**What this task involves:** Retype the items from their first line through the line that contains "negative clicks: (1053, 691)", keeping every character the same.

(Collected data entries)
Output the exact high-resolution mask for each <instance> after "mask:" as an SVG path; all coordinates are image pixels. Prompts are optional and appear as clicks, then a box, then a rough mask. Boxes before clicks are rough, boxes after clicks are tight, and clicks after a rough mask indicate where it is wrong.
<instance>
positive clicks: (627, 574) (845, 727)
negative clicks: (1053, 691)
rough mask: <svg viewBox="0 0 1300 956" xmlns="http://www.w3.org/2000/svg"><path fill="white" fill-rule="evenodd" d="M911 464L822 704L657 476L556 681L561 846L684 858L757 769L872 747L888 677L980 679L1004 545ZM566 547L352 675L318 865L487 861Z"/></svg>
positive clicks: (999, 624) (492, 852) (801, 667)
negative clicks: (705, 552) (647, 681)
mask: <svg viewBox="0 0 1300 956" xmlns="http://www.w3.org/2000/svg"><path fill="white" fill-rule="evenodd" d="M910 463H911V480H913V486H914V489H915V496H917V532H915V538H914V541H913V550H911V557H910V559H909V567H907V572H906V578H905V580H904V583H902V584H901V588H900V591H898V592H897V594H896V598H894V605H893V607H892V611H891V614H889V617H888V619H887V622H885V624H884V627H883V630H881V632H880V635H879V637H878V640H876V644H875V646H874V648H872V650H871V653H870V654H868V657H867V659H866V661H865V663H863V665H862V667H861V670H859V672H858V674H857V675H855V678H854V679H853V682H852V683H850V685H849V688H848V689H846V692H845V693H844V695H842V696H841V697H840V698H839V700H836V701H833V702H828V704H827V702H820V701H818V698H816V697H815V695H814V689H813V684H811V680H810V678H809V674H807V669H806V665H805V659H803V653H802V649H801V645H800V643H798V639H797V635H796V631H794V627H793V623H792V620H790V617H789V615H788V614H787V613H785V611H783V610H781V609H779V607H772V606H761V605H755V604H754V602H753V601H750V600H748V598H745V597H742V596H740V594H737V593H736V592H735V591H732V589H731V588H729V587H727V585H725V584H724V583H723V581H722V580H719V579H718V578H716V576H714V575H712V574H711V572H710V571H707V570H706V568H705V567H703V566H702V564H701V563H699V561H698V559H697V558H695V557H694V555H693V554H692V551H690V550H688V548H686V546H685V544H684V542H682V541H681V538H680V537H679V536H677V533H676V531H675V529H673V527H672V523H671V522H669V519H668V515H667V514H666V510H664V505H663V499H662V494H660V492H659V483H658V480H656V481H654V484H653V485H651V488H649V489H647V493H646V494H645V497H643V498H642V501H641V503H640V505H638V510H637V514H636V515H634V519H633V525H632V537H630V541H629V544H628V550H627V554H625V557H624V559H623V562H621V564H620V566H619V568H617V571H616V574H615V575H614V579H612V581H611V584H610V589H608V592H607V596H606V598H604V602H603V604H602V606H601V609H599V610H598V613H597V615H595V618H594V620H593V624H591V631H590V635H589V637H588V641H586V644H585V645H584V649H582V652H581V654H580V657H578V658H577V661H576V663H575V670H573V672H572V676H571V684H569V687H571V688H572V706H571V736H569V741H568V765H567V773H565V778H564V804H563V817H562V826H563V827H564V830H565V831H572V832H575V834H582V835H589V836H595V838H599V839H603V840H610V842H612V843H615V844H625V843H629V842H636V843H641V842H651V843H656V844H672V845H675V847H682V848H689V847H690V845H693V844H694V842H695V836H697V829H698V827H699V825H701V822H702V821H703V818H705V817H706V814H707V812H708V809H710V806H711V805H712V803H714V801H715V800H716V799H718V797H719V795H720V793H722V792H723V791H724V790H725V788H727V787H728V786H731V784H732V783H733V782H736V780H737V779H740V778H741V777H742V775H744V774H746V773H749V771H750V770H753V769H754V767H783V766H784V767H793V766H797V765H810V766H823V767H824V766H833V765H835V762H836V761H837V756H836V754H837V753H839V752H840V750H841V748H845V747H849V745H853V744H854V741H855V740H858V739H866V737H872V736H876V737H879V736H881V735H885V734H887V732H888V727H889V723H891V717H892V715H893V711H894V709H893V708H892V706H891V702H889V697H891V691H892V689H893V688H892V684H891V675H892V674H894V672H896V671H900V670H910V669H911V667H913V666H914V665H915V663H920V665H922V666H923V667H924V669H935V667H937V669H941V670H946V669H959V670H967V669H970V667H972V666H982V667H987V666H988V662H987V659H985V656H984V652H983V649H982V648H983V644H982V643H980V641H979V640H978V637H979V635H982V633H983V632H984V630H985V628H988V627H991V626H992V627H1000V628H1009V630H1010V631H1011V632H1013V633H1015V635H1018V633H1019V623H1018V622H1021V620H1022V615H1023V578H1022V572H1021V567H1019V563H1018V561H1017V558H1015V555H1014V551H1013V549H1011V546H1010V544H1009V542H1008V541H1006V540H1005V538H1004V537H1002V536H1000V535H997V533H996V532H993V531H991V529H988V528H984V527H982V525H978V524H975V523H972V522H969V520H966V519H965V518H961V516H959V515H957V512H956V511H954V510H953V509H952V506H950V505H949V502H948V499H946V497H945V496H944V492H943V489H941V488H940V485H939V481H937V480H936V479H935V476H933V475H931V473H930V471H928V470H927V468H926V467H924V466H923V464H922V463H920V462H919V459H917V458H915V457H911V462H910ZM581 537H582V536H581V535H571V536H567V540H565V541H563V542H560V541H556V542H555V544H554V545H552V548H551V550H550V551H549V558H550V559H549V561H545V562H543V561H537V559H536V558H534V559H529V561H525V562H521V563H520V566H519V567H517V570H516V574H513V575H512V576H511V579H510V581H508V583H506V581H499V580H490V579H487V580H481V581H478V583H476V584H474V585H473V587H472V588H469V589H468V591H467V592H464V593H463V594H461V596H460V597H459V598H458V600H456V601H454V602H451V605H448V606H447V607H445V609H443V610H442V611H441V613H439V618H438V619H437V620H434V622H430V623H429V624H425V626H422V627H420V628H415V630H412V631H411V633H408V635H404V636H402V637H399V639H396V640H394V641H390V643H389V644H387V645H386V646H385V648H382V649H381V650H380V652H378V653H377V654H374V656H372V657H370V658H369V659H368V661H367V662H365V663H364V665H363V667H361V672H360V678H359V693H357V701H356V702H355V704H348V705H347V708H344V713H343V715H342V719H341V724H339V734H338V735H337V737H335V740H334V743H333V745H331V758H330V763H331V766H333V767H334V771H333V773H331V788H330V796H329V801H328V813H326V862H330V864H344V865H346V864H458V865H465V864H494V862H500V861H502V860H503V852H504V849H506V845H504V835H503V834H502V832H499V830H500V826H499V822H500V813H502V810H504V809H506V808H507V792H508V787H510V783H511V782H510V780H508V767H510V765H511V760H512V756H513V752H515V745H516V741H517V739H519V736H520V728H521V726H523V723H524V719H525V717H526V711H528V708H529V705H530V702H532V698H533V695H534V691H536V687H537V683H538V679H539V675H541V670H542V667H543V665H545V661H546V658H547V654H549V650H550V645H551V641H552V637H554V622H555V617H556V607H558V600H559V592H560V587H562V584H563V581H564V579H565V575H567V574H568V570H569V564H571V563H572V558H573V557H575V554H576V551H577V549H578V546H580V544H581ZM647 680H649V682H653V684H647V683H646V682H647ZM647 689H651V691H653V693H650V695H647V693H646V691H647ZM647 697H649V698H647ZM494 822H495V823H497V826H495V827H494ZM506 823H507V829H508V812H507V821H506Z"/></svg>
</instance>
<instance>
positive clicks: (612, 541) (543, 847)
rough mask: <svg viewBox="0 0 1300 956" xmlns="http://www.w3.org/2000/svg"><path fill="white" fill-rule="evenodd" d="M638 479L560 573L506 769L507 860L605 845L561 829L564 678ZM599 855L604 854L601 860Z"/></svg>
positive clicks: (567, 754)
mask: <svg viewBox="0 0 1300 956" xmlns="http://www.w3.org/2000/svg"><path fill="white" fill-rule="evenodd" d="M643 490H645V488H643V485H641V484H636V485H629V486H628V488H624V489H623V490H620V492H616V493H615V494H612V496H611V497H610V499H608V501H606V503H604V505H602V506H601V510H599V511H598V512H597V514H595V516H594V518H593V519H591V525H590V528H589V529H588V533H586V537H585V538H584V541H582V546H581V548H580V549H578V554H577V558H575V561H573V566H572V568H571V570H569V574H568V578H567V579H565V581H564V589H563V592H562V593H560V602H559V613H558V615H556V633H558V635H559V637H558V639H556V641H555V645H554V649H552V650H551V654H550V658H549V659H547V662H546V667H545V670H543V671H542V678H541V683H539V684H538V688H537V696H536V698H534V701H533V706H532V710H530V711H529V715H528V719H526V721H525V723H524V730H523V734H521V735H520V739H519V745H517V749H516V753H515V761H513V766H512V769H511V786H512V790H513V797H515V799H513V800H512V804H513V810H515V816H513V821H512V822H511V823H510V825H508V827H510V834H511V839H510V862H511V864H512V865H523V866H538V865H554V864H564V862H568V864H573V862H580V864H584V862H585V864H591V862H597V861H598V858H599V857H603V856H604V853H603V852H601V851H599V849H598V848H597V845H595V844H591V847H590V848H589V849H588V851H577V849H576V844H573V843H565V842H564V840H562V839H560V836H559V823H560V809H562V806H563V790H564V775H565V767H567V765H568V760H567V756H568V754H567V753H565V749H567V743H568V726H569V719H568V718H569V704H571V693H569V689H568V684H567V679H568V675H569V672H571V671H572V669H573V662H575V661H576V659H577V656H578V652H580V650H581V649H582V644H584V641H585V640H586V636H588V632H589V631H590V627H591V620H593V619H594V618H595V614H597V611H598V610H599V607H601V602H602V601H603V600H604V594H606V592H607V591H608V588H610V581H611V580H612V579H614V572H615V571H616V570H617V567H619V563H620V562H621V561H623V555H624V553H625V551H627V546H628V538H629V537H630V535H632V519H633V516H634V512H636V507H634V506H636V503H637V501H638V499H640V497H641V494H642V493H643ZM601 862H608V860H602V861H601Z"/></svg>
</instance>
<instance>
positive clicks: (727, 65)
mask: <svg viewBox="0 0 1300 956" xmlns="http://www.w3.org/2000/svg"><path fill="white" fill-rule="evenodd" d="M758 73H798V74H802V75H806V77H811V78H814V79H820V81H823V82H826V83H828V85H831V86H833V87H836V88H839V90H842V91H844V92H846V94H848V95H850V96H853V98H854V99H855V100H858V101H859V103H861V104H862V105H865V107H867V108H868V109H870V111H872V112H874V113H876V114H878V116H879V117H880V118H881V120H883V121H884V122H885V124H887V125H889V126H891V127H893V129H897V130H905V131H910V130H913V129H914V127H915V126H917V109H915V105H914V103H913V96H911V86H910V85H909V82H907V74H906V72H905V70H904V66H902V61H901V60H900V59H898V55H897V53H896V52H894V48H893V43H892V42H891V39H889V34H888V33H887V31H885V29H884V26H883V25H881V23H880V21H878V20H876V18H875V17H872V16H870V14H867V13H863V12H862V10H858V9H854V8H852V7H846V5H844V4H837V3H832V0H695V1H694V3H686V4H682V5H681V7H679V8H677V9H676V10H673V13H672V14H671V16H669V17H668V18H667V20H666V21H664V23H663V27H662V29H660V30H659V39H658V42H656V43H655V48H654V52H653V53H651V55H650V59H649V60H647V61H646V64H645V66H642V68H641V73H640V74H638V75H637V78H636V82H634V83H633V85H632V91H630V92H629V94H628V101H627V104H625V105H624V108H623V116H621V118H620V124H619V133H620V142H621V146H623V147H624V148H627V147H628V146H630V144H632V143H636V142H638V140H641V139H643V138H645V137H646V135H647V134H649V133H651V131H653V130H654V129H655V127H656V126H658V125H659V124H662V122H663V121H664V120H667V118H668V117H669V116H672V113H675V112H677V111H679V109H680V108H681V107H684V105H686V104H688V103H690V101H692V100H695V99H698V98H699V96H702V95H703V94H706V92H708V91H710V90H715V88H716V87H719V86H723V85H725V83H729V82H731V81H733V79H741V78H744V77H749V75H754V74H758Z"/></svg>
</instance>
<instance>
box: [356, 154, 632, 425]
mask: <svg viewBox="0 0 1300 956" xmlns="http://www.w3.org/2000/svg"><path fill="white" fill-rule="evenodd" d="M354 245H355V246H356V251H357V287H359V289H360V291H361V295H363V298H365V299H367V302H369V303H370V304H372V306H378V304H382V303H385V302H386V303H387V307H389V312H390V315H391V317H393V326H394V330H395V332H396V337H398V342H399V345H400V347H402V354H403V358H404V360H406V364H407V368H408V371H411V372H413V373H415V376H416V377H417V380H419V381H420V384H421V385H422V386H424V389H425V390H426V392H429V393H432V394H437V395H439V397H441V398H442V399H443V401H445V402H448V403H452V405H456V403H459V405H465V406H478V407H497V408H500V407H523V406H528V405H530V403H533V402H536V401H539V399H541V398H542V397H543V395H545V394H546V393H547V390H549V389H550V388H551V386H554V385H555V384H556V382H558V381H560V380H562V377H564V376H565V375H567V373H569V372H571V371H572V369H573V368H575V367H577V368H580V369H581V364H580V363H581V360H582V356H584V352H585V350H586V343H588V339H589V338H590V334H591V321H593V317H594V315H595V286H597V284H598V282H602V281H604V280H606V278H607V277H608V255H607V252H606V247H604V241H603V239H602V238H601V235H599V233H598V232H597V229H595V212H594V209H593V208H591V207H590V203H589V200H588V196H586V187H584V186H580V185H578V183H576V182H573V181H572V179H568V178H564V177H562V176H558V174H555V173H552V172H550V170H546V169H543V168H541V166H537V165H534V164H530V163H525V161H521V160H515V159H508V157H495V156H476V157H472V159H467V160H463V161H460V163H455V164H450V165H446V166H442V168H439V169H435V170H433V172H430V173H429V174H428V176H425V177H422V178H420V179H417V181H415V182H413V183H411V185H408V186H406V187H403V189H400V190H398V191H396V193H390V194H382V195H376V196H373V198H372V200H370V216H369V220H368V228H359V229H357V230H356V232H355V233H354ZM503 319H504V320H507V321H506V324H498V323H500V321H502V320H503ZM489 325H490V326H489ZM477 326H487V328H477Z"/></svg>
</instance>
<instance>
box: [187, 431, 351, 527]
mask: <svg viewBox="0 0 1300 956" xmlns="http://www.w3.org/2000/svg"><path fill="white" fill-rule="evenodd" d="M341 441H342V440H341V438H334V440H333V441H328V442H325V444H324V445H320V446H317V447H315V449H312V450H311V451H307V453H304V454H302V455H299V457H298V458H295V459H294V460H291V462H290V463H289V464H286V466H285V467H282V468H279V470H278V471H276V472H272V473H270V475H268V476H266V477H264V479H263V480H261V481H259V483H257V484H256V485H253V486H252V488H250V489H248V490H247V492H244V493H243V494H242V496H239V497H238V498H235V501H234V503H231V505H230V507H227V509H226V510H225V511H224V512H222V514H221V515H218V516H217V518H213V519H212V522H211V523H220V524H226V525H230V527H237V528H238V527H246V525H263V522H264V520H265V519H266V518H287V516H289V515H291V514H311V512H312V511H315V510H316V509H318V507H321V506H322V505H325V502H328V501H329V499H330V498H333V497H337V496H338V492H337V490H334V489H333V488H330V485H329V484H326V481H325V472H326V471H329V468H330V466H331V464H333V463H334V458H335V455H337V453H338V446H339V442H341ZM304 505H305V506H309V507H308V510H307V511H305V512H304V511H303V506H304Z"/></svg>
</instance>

**Response for this exercise:**
Output the exact high-resolution mask for each <instance> after "mask:" as an SVG path; all coordinates are image pixels. Prompts are optional and appear as clicks, then a box, then a rough mask. Boxes before clicks are rough, boxes after clicks are tight, and clicks after a rough mask indicate where it is wrong.
<instance>
positive clicks: (627, 574) (845, 727)
negative clicks: (1053, 691)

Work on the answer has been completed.